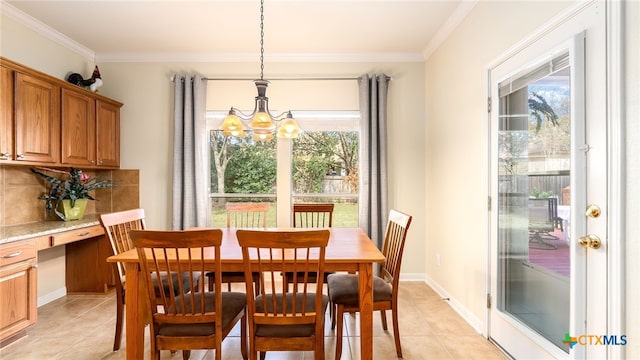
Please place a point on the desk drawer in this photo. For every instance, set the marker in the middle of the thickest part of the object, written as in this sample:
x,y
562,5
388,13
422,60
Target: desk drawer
x,y
76,235
15,252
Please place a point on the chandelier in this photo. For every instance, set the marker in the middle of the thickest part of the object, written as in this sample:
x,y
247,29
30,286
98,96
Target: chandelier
x,y
262,123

*WHAT TO DO*.
Render every line of the data above as a numbered list, skipping blank lines and leaving out the pictures.

*THE RESULT*.
1. Please place a point on the desk drawer in this photo. For every instance, set the marker in the middle of the thickest part of the object, written as in this sample:
2. x,y
3. 562,5
4. 388,13
5. 422,60
6. Target: desk drawer
7. x,y
8. 76,235
9. 15,252
10. Please place a point on the chandelier in this photo. For every instance, set the marker in the middle of the thickest part of the object, written as in this sample:
11. x,y
12. 247,29
13. 30,286
14. 98,96
15. Target: chandelier
16. x,y
17. 262,123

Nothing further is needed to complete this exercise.